--- Supplied passage Enclosed Below ---

Abstract
Background
A retrospective analysis of SUPERNOVA trial data showed that reductions in tidal volume to ultraprotective levels without significant increases in arterial partial pressure of carbon dioxide (PaCO2) for critically ill, mechanically ventilated patients with acute respiratory distress syndrome (ARDS) depends on the rate of extracorporeal carbon dioxide removal (ECCO2R).
Methods
We used a whole-body mathematical model of acid-base balance to quantify the effect of altering carbon dioxide (CO2) removal rates using different ECCO2R devices to achieve target PaCO2 levels in ARDS patients. Specifically, we predicted the effect of using a new, larger surface area PrismaLung+ device instead of the original PrismaLung device on the results from two multicenter clinical studies in critically ill, mechanically ventilated ARDS patients.
Results
After calibrating model parameters to the clinical study data using the PrismaLung device, model predictions determined optimal extracorporeal blood flow rates for the PrismaLung+ and mechanical ventilation frequencies to obtain target PaCO2 levels of 45 and 50 mm Hg in mild and moderate ARDS patients treated at a tidal volume of 3.98 ml/kg predicted body weight (PW). Comparable model predictions showed that reductions in tidal volumes below 6 ml/kg PBW may be difficult for acidotic highly severe ARDS patients with acute kidney injury and high CO2 production rates using a PrismaLung+ device in-series with a continuous venovenous hemofiltration device.
Conclusions
The described model provides guidance on achieving target PaCO2 levels in mechanically ventilated ARDS patients using protective and ultraprotective tidal volumes when increasing CO2 removal rates from ECCO2R devices.

--- End of Enclosed Supplied passage ---

Problem statement
Copy out the entire abstract on extracorporeal carbon dioxide removal in ARDS word for word. The records after this point are separate material, unconnected to the abstract.

--- Data to examine Enclosed Below ---

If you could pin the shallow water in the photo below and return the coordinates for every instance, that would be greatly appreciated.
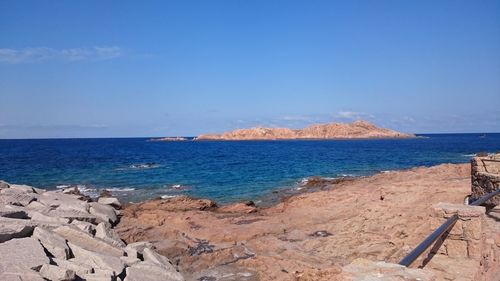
(136, 169)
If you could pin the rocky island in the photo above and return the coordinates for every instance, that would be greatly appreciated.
(357, 130)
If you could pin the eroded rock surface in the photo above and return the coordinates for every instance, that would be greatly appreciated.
(309, 236)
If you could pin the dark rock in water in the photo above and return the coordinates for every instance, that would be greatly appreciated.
(322, 182)
(249, 203)
(201, 247)
(321, 233)
(105, 193)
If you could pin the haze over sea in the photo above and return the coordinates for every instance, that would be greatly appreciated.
(226, 171)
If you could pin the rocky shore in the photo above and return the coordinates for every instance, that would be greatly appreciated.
(62, 235)
(324, 235)
(357, 130)
(346, 230)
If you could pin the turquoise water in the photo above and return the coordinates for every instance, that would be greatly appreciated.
(136, 169)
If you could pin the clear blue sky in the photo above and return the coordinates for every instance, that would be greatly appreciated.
(158, 68)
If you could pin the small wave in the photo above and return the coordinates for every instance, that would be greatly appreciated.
(176, 187)
(139, 166)
(115, 189)
(168, 196)
(144, 166)
(469, 155)
(88, 191)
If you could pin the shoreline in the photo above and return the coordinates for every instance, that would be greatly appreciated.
(313, 233)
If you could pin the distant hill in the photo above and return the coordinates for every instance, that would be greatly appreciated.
(357, 130)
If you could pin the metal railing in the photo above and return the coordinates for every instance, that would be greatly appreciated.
(444, 228)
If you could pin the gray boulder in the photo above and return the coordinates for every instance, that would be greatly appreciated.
(4, 184)
(106, 233)
(24, 253)
(110, 201)
(14, 273)
(148, 271)
(14, 228)
(72, 215)
(52, 242)
(84, 240)
(71, 264)
(22, 188)
(97, 260)
(13, 213)
(38, 216)
(55, 273)
(85, 226)
(14, 197)
(105, 212)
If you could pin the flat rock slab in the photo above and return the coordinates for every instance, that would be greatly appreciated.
(24, 253)
(148, 271)
(21, 274)
(110, 201)
(17, 198)
(13, 213)
(22, 188)
(137, 248)
(55, 273)
(105, 212)
(35, 215)
(85, 226)
(84, 240)
(72, 215)
(153, 257)
(97, 260)
(14, 228)
(106, 233)
(52, 242)
(80, 269)
(4, 184)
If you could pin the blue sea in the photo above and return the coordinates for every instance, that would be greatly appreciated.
(225, 171)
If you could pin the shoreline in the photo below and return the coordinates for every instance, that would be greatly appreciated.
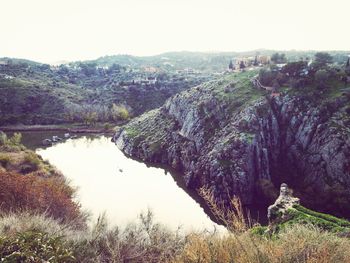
(40, 128)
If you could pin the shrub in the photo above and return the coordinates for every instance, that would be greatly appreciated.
(31, 163)
(50, 195)
(4, 160)
(15, 139)
(3, 138)
(33, 246)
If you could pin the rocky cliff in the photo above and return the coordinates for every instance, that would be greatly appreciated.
(239, 140)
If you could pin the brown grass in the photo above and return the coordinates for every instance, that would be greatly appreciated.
(29, 192)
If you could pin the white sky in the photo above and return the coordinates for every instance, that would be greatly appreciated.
(55, 30)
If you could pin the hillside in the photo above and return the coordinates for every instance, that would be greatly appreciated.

--- End of Enclosed Data to examine ---

Solution
Abstract
Background
A retrospective analysis of SUPERNOVA trial data showed that reductions in tidal volume to ultraprotective levels without significant increases in arterial partial pressure of carbon dioxide (PaCO2) for critically ill, mechanically ventilated patients with acute respiratory distress syndrome (ARDS) depends on the rate of extracorporeal carbon dioxide removal (ECCO2R).
Methods
We used a whole-body mathematical model of acid-base balance to quantify the effect of altering carbon dioxide (CO2) removal rates using different ECCO2R devices to achieve target PaCO2 levels in ARDS patients. Specifically, we predicted the effect of using a new, larger surface area PrismaLung+ device instead of the original PrismaLung device on the results from two multicenter clinical studies in critically ill, mechanically ventilated ARDS patients.
Results
After calibrating model parameters to the clinical study data using the PrismaLung device, model predictions determined optimal extracorporeal blood flow rates for the PrismaLung+ and mechanical ventilation frequencies to obtain target PaCO2 levels of 45 and 50 mm Hg in mild and moderate ARDS patients treated at a tidal volume of 3.98 ml/kg predicted body weight (PW). Comparable model predictions showed that reductions in tidal volumes below 6 ml/kg PBW may be difficult for acidotic highly severe ARDS patients with acute kidney injury and high CO2 production rates using a PrismaLung+ device in-series with a continuous venovenous hemofiltration device.
Conclusions
The described model provides guidance on achieving target PaCO2 levels in mechanically ventilated ARDS patients using protective and ultraprotective tidal volumes when increasing CO2 removal rates from ECCO2R devices.